— Begin Data for this exercise —

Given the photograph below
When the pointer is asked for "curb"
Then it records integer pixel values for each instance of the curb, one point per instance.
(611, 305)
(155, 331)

— End Data for this exercise —

[What this task involves]: Could you convert the items above into a JSON list of strings, with one string for each line and blank lines left out?

[Worked answer]:
[
  "Given the photograph below",
  "When the pointer is asked for \"curb\"",
  "Then it records integer pixel values for each instance of the curb, one point per instance.",
  "(611, 305)",
  "(155, 331)"
]